# [Text segment]
..............................

9.4 Real-World Patterns and Applications
Structured concurrency enables elegant solutions to complex concurrency problems. These patterns demonstrate how to apply structured concurrency in production scenarios.
Pattern 1: Multi-Source Data Aggregation
Problem: Fetch data from multiple services, combine results, handle failures gracefully.
public class DataAggregationService {
private final UserService userService;
private final OrderService orderService;
private final RecommendationService recommendationService;
private final AnalyticsService analyticsService;
public record UserProfile(
User user,
List<Order> recentOrders,
List<String> recommendations,
UserAnalytics analytics
) {}
// Parallel aggregation with required vs optional data
public UserProfile getUserProfile(String userId) throws Exception {
try (var scope = new StructuredTaskScope.ShutdownOnFailure()) {
// Critical data - must succeed
var userTask = scope.fork(() ->
userService.getUser(userId)
);
var ordersTask = scope.fork(() ->
orderService.getRecentOrders(userId, 10)
);
scope.join();
scope.throwIfFailed();
User user = userTask.resultNow();
List<Order> orders = ordersTask.resultNow();
// Optional data - use fallback on failure
List<String> recommendations = getOptionalRecommendations(userId);
UserAnalytics analytics = getOptionalAnalytics(userId);
return new UserProfile(user, orders, recommendations, analytics);
} catch (Exception e) {
logger.error("Failed to build user profile for {}", userId, e);
throw e;
}
}
private List<String> getOptionalRecommendations(String userId) {
try (var scope = new StructuredTaskScope.ShutdownOnFailure()) {
var task = scope.fork(() ->
recommendationService.getRecommendations(userId)
);
// Short timeout for optional data
Thread watchdog = new Thread(() -> {
try {
Thread.sleep(1000); // 1 second max for recommendations
scope.shutdown();
} catch (InterruptedException e) {
// Completed
}
});
watchdog.setDaemon(true);
watchdog.start();
scope.join();
if (task.hasException() || !task.isDone()) {
return Collections.emptyList(); // Fallback to empty
}
return task.resultNow();
} catch (Exception e) {
logger.warn("Could not fetch recommendations", e);
return Collections.emptyList();
}
}
private UserAnalytics getOptionalAnalytics(String userId) {
try (var scope = new StructuredTaskScope.ShutdownOnFailure()) {
var task = scope.fork(() ->
analyticsService.getUserAnalytics(userId)

..............................

# [Dataset extract]
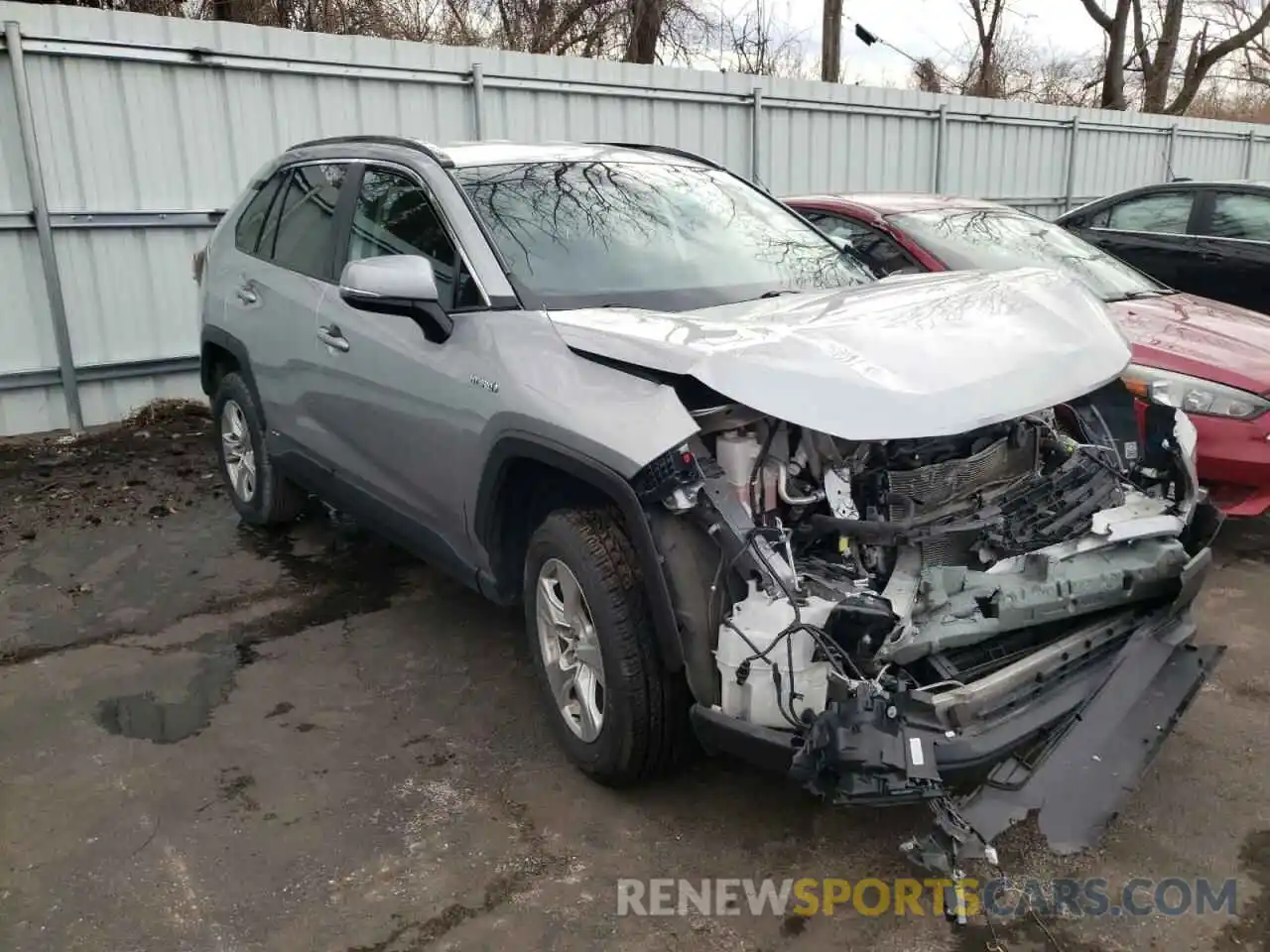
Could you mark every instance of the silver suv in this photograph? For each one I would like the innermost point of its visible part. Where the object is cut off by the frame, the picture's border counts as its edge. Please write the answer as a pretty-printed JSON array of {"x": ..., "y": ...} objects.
[{"x": 876, "y": 535}]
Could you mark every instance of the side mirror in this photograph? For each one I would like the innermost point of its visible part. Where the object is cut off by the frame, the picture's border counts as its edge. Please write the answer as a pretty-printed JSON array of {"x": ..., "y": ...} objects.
[{"x": 398, "y": 285}]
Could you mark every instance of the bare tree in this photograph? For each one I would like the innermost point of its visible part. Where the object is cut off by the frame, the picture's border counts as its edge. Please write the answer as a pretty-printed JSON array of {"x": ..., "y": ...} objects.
[
  {"x": 648, "y": 17},
  {"x": 928, "y": 76},
  {"x": 761, "y": 44},
  {"x": 1207, "y": 30},
  {"x": 988, "y": 22},
  {"x": 1115, "y": 24}
]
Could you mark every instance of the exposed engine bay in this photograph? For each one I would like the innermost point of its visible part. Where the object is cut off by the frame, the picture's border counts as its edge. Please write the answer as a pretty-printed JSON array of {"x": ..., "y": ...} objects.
[{"x": 894, "y": 613}]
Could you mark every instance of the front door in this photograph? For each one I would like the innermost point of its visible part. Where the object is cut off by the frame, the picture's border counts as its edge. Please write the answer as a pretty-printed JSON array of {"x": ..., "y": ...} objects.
[
  {"x": 399, "y": 414},
  {"x": 1234, "y": 249},
  {"x": 1150, "y": 231},
  {"x": 278, "y": 276}
]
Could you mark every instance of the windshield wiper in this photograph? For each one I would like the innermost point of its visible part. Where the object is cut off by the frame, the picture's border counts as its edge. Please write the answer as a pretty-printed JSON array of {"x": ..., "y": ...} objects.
[{"x": 1141, "y": 295}]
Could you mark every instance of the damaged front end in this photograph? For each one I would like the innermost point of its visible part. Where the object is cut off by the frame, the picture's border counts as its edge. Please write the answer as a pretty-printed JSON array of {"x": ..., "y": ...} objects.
[{"x": 996, "y": 622}]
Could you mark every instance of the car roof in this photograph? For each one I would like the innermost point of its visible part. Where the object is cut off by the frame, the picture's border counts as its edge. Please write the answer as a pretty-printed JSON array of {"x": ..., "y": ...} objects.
[
  {"x": 468, "y": 154},
  {"x": 498, "y": 153},
  {"x": 896, "y": 202}
]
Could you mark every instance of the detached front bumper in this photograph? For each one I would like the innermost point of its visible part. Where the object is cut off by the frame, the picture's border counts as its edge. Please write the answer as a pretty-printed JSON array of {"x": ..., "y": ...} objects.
[
  {"x": 1088, "y": 763},
  {"x": 1072, "y": 752}
]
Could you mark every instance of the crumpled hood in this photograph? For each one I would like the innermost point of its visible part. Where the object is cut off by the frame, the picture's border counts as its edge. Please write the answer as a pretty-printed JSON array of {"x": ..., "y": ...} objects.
[
  {"x": 1205, "y": 338},
  {"x": 920, "y": 356}
]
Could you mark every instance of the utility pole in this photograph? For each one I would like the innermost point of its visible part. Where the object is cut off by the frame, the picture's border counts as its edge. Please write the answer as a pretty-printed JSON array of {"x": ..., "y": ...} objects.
[{"x": 830, "y": 42}]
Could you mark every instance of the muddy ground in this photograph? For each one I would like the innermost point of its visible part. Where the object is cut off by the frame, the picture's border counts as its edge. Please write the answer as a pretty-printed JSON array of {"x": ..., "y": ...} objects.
[{"x": 212, "y": 739}]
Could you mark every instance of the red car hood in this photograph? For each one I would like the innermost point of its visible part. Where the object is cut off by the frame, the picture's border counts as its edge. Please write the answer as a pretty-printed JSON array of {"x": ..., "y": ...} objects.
[{"x": 1203, "y": 338}]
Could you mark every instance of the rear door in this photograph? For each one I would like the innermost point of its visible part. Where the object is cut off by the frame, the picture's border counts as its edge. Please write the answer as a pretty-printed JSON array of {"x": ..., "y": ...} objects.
[
  {"x": 1151, "y": 232},
  {"x": 398, "y": 414},
  {"x": 281, "y": 272},
  {"x": 1233, "y": 229}
]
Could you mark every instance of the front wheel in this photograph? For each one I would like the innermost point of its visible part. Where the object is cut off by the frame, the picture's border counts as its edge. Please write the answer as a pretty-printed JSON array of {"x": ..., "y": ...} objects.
[
  {"x": 262, "y": 495},
  {"x": 617, "y": 712}
]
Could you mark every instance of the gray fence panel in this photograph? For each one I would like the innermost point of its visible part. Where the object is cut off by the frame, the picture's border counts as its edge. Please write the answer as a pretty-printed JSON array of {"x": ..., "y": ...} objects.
[{"x": 166, "y": 121}]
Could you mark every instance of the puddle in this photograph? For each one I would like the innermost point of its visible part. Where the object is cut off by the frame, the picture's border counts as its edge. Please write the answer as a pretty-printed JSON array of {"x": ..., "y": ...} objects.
[
  {"x": 145, "y": 717},
  {"x": 347, "y": 572}
]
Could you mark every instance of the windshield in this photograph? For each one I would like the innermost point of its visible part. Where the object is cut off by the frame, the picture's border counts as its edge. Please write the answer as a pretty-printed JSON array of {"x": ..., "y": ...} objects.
[
  {"x": 657, "y": 235},
  {"x": 993, "y": 239}
]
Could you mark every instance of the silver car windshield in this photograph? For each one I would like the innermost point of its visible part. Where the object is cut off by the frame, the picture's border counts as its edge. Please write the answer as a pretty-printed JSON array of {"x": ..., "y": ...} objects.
[
  {"x": 994, "y": 239},
  {"x": 658, "y": 235}
]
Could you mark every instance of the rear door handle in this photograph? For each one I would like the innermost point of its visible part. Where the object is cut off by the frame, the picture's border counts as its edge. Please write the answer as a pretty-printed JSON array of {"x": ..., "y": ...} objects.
[{"x": 331, "y": 336}]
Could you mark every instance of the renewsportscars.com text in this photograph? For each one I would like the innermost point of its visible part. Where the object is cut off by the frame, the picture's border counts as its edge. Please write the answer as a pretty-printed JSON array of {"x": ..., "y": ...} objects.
[{"x": 873, "y": 896}]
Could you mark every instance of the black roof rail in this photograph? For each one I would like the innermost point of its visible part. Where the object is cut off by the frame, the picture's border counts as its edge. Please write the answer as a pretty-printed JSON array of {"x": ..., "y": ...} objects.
[
  {"x": 437, "y": 155},
  {"x": 667, "y": 150}
]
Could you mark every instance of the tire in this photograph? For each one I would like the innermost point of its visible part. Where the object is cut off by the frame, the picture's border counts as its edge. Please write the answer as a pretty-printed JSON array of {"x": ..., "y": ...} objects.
[
  {"x": 272, "y": 499},
  {"x": 644, "y": 730}
]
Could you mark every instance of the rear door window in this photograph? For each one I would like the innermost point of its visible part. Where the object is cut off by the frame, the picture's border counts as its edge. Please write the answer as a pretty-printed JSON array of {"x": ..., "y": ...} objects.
[
  {"x": 300, "y": 235},
  {"x": 1239, "y": 216},
  {"x": 250, "y": 223},
  {"x": 1161, "y": 213}
]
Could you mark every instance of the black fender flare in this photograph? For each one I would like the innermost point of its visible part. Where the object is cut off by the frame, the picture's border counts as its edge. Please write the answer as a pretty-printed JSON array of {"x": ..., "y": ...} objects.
[
  {"x": 524, "y": 445},
  {"x": 222, "y": 339}
]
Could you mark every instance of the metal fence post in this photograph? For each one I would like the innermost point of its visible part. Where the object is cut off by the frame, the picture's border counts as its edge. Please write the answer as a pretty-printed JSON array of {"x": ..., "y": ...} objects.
[
  {"x": 756, "y": 139},
  {"x": 942, "y": 132},
  {"x": 1072, "y": 155},
  {"x": 44, "y": 229},
  {"x": 477, "y": 102}
]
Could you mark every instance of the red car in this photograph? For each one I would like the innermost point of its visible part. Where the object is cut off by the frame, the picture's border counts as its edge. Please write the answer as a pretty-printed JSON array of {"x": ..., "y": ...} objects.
[{"x": 1206, "y": 357}]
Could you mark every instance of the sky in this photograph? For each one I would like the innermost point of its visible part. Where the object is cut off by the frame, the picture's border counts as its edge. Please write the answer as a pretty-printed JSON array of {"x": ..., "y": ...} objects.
[{"x": 935, "y": 28}]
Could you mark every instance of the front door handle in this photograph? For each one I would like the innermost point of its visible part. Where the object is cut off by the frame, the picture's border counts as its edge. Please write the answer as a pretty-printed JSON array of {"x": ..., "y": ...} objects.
[{"x": 331, "y": 336}]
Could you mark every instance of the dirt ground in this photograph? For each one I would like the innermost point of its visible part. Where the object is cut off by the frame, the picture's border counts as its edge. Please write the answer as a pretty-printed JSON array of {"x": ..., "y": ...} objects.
[{"x": 213, "y": 739}]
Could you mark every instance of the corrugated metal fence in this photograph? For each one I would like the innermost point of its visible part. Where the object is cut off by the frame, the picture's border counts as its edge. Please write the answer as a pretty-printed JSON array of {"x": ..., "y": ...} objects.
[{"x": 122, "y": 134}]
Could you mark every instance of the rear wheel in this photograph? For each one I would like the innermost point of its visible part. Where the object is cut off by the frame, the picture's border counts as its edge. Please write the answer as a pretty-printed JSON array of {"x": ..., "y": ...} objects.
[
  {"x": 616, "y": 711},
  {"x": 259, "y": 493}
]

..............................

# [Exercise instructions]
• 1. Reproduce the structured concurrency section between "9.4 Real-World Patterns" and "in production scenarios.", inclusive.
• 2. Resume the structured concurrency section at the point where it stops.

# [Expected outputs]
• 1.
9.4 Real-World Patterns and Applications
Structured concurrency enables elegant solutions to complex concurrency problems. These patterns demonstrate how to apply structured concurrency in production scenarios.

• 2.
);
scope.join();
return task.hasException() ? UserAnalytics.empty() : task.resultNow();
} catch (Exception e) {
return UserAnalytics.empty();
}
}
// Supporting classes
record User(String id, String name, String email) {}
record Order(String id, LocalDateTime createdAt, BigDecimal total) {}
record UserAnalytics(int totalOrders, BigDecimal totalSpent, LocalDate lastOrderDate) {
static UserAnalytics empty() {
return new UserAnalytics(0, BigDecimal.ZERO, null);
}
}
interface UserService {
User getUser(String userId) throws Exception;
}
interface OrderService {
List<Order> getRecentOrders(String userId, int limit) throws Exception;
}
interface RecommendationService {
List<String> getRecommendations(String userId) throws Exception;
}
interface AnalyticsService {
UserAnalytics getUserAnalytics(String userId) throws Exception;
}
}
Pattern 2: Load Balancing with Failover
Problem: Distribute requests across multiple backends, failover on error, use fastest responder.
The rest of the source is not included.